===== Text excerpt

AIcrowd | Music Demixing Track - MDX'23

Warm-Up Round: Completed

Phase I: Completed

Phase 2: Completed Weight: 1.0

AIcrowd &

Sony Group Corporation &

Moises.AI &

Mitsubishi Electric Research Laboratories

38.1k

1263

2031

🏆 Winner's Solutions

🔍 Discover released models and source code in our MDX track and CDX track papers' "Notes" section.

🗣️ Explore teams' model announcements on the discussion forum for additional insights.

📕 There are 2 new baselines for Music Demixing Track: KUIELab-Mdx-Net Edition & Demucs Edition Demucs Edition

🏛️ Watch the SDX23 Townhall & Presentations

🛠 How to debug your submissions

🕵️ Introduction

The previous edition of the MDX task focused on the basic formulation of music source separation into four instruments: the submitted systems were requested to separate a song into vocals, bass, drums, and others. This year, we extend the original formulation by requiring four instrument separation systems that are robust to specific and realistic issues in the training data.

We propose a challenge that tackles two types of such issues and sets up one leaderboard each. Additionally, we set up a third leaderboard, which is free from any constraints and relates to the standard source separation formulation for four instruments. This last leaderboard is similar to leaderboard B of the previous edition of the MDX challenge.

📜 The Track

The SDX23 Music Demixing Track features three leaderboards:

Label Noise
Bleeding
Standard Music Separation

Below we introduce them in detail.

Leaderboard A: Label Noise

When a song is produced, the performances of different instruments are recorded in a Digital Audio Workstation (DAW), the overall song is mixed and then exported as an individual file. In order to utilize a song as training data for supervised music source separation, recordings of instruments belonging to the same class (e.g., acoustic guitar and electric guitar, or drumset and percussions) are grouped together and mixed in a single track. Eventually, this leads to a common set of “stems”, each corresponding to one separation target.

==========

• **List of tasks**
- A) Answer these questions about the Music Demixing Track page.
(i) Into which four parts did the previous edition of the MDX task require submitted systems to separate a song?
(ii) Which leaderboard of the previous edition is the third, unconstrained leaderboard said to resemble?
(iii) What are the three leaderboards of the SDX23 Music Demixing Track?
- B) Resume the Music Demixing Track page, picking up after its final sentence about the common set of "stems."

===== Data listing

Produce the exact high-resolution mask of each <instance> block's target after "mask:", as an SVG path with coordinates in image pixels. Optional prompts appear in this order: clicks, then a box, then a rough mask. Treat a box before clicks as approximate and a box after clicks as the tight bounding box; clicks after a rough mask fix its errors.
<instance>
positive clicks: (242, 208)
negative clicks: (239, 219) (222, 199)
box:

==========

• **List of answers**
- A)
(i) Vocals, bass, drums, and others.
(ii) Leaderboard B of the previous edition of the MDX challenge.
(iii) Label Noise, Bleeding, and Standard Music Separation.

- B)
For large amounts of data, this grouping is performed automatically based on metadata such as the name of the files (written by the music producer when the data was exported from the DAW). This metadata is sometimes incorrect and can lead to groupings of instruments that are inconsistent across different songs in the dataset. As a consequence, in the resulting training dataset the individual stems do not correctly represent the class they belong to, which can have dramatic consequences on the training of a neural network.

The systems submitted to this leaderboard should be robust to occasional errors in the instrument identities in the training data (e.g., a stem file is named “drums.wav”, but it contains both the drums recording and some synthesizer sounds). We refer to this type of errors as label noise.

📁 Dataset

For this leaderboard, we allow systems that are trained exclusively on the dataset that we provide, called SDXDB23_labelnoise.

It features 203 new songs, licensed by Moises, and follows the same format as MUSDB18.

This dataset has been artificially corrupted by Sony by changing some instrument identities (aka "label errors") in the stems. For example, there may be a stem called "vocals.wav" that actually contains the recording of the singer and some drum sounds. The frequency and kind of label errors we introduce are based on statistics collected from real datasets we use every day. The participants will not have access to any detail about where and how often the corruption happens.

We do not provide a split into training part and validation part: you are free to split it the way you prefer, as long as no other data is used. No other data can be used even in the validation stage.

The dataset is available for download over here.

The systems will be evaluated on the same hidden test set as in the previous edition of the challenge (MDXDB21). For a description of the test set, please refer to our publication. This dataset does not present any artificial label noise.

Leaderboard B: Bleeding

When producing music in a studio, the priority is given to the performance. Sometimes, this causes the recorded audio to contain sounds other than the instrument being recorded. For example, when recording a vocal performance, singers wear headphones in order to hear the rest of the band: the headphones might not insulate perfectly, and this causes the microphone to pick up the sound of the other instruments. Another example is the case of the bass guitar being played through an amplifier: low frequencies are difficult to isolate, and this sometimes causes the microphones on the drum set to pick up the bass melody, even if the bass amplifier is in a different room in the studio.

These phenomena corrupt the data we use for training and can impact the performance of the model. We refer to this type of errors as bleeding.

📁 Dataset

For this leaderboard, we allow systems that are trained exclusively on the dataset that we provide, called SDXDB23_bleeding.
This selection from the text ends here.